(PROBLÈMES À RÉSOUDRE)
a) D'après l'extrait présenté sur le roman de Zou Lei et Brad Skinner, de quelle guerre Brad Skinner est-il un vétéran ?
b) Recopiez le passage de l'extrait présenté compris entre « LE roman de » et « son propre pays. », ces deux bornes incluses.
c) Poursuivez l'extrait présenté, consacré au roman de Zou Lei et Brad Skinner, à partir de sa dernière phrase.

(EXTRAIT PRÉSENTÉ)
____

"C’est dans un New York spectral, encore en proie aux secousses de l’après-11 septembre, que s’amorce l’improbable histoire de Zou Lei, une clandestine chinoise d’origine ouïghoure errant de petits boulots en rafles, et de Brad Skinner, un vétéran de la guerre d’Irak meurtri par les vicissitudes des combats.
Ensemble, ils arpentent le Queens et cherchent un refuge, un havre, au sens propre comme figuré. L’amour fou de ses outlaws modernes les mènera au pire, mais avant, lish prend soin de nous décrire magistralement cette Amérique d’en bas, aliénée, sans cesse confinée alors même qu’elle est condamnée à errer dans les rues. Il nous livre l’histoire de ces hommes et de ces femmes qui font le corps organique de la grande ville : clandestins, main-d’œuvre sous-payée, chair à canon, achevant sous nos yeux les derniers vestiges du rêve américain".
LE roman de la marginalité. La rencontre de deux êtres meurtris par la vie, par l’Histoire, par l’indifférence crasse de la société. Zou Lei est magnifique, énergique, dure au mal, éclatante de ses espoirs d’une vie meilleure, de sa foi en des lendemains qui seront, elle en est certaine, plus beaux. La clandestinité elle connait et le sentiment de n’être nulle part la bienvenue aussi. Zou Lei fait partie d’une minorité rejetée dans son propre pays.

____

(DONNÉES FOURNIES)
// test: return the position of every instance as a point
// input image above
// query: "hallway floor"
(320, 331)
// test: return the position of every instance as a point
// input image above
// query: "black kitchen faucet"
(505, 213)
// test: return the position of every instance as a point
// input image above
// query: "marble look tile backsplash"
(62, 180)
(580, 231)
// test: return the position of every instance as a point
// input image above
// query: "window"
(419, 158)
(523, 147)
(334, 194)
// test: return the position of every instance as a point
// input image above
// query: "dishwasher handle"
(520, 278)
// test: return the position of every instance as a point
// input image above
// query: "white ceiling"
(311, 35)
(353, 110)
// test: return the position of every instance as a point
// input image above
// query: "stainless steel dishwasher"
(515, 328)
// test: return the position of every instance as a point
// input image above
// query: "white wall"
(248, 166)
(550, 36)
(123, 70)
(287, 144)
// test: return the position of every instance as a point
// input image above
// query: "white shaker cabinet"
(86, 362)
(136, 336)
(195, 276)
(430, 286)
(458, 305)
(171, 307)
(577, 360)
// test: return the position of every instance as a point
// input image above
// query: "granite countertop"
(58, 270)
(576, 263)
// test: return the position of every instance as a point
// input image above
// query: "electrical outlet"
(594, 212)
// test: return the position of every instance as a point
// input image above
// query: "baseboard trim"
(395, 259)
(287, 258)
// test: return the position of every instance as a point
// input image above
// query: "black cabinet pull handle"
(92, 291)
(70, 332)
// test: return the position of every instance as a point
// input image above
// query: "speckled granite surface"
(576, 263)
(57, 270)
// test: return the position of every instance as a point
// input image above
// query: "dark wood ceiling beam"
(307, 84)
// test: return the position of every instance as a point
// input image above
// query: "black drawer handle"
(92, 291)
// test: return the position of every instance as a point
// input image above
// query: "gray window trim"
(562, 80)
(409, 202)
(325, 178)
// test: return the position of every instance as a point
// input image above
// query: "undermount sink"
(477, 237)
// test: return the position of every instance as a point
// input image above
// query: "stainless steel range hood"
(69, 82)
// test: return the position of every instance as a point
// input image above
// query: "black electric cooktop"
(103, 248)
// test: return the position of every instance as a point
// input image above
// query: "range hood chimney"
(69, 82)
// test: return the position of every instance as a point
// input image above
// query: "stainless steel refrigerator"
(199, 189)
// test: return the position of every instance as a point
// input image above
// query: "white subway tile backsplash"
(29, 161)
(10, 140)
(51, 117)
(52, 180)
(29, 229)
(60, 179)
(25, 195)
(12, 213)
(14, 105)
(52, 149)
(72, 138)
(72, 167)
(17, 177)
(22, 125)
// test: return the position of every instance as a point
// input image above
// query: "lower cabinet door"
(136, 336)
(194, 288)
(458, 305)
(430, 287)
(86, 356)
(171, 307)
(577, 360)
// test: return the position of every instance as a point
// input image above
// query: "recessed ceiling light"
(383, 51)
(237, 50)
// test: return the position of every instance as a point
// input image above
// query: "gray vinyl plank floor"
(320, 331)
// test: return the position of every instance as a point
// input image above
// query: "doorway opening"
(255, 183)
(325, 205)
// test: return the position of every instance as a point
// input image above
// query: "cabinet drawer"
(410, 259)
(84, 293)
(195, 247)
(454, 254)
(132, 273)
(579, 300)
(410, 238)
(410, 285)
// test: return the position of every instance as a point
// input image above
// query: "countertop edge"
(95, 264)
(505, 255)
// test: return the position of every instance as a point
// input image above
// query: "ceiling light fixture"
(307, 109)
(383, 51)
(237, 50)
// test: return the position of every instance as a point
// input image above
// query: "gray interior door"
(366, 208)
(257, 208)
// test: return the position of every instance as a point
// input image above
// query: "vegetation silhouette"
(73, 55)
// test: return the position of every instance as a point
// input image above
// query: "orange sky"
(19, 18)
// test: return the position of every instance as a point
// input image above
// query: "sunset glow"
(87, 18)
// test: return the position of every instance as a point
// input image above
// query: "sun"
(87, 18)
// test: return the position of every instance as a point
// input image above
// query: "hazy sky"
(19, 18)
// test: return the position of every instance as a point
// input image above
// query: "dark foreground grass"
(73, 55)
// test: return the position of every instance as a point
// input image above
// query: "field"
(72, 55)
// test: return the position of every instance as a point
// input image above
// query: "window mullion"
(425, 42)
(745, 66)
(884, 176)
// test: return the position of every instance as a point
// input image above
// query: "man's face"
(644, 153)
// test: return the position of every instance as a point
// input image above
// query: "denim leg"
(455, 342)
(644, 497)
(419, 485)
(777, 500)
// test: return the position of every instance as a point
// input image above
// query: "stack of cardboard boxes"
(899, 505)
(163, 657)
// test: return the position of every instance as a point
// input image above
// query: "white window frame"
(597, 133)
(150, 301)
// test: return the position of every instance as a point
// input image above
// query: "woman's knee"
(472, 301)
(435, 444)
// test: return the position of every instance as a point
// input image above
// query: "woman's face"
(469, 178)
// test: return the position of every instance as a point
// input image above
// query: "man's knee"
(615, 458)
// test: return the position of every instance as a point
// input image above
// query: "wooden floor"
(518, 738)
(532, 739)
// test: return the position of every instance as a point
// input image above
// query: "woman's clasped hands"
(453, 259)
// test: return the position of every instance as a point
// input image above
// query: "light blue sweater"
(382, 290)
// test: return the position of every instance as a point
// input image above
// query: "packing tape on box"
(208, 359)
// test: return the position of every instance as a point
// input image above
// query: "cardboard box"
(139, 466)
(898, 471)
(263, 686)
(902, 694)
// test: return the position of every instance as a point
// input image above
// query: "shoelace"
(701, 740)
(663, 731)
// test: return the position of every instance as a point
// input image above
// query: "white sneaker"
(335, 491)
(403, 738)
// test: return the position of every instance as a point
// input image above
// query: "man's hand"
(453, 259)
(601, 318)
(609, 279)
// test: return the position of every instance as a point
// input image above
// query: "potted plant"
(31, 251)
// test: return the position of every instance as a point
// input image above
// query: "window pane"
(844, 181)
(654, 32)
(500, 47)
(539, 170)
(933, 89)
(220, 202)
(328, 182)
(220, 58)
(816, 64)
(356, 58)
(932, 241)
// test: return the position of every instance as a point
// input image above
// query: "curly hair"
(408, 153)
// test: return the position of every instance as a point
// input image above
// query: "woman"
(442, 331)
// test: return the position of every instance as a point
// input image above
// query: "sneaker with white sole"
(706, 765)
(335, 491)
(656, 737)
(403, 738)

____

(RÉPONSES SUCCESSIVES)
a) De la guerre d'Irak.

b)
LE roman de la marginalité. La rencontre de deux êtres meurtris par la vie, par l’Histoire, par l’indifférence crasse de la société. Zou Lei est magnifique, énergique, dure au mal, éclatante de ses espoirs d’une vie meilleure, de sa foi en des lendemains qui seront, elle en est certaine, plus beaux. La clandestinité elle connait et le sentiment de n’être nulle part la bienvenue aussi. Zou Lei fait partie d’une minorité rejetée dans son propre pays.

c)
Brad Skinner lui est une boule de force et de douleur. Sombre, bourré d’anxiolytiques, habité par des images de guerre et de violence qui ne lui laissent aucun répit, Brad est l’archétype de l’américain né au mauvais moment (dans l’Amérique de Bush…) et qui subit les soubresauts et les dédales de son époque. Laissé en liberté dans les rues d’un New York meurtri par le 11 septembre, il trimballe son mal de vivre et ses colères, à la recherche d’un apaisement qu’il n'arrive pas à atteindre.
Ils vont se trouver, l’amour à un côté absolu et désespéré auprès d’eux, mais tellement magnifique aussi.
Le véritable troisième personnage c’est New York. Atticus Lish connait parfaitement sa ville, il pêche d’ailleurs quelques fois par trop de descriptions, mais peu importe, le résultat est une rencontre presque organique avec cette mégapole et ce quartier du Queens. Une véritable plongée dans les bas-fonds avec ses rues sordides, ses recoins crasseux, ses arrière-cours et ses arrière-boutiques sombres et sales. Un New York aux antipodes de la cité lumineuse que nous nous imaginons tous. Le retour d’une fange digne du Five points des années 1830. Dickens, Zola frappent à la porte et le "Peuple de l'abîme" de London n'est pas très loin.
Pas de mièvrerie ni de compassion dans ce roman. C’est du brutal et on se le prend en pleine face. C’est une ode à un certain romantisme contemporain, aux misfits d’aujourd’hui. Ce que je retiens c’est que, quelles que soient la douleur et les expériences épouvantables, il existe toujours cette recherche de l’amour, de la tendresse, même (et peut être surtout) si c’est perdu d’avance.
La bande-son de ce roman oscille entre « Born to run » et « Take a walk on the wild side ». D’ailleurs ce n’est pas que coïncidence si j’associe de la musique, des images à ce roman, car tout y est très visuel et présent.
C’est le premier roman d’Atticus Lish et le moins que l’on puisse dire c’est qu’il tape fort, précis et que c’est plutôt musclé. Un chaos passionné et sensible. Un désordre touchant et furieux. Un amour brutal et intense. Des existences qu’il faut se presser de vivre car quelque part on sent que ça ne vas pas durer.
De la rage et de la noirceur, pas beaucoup de place pour l’espoir mais un roman magnifique.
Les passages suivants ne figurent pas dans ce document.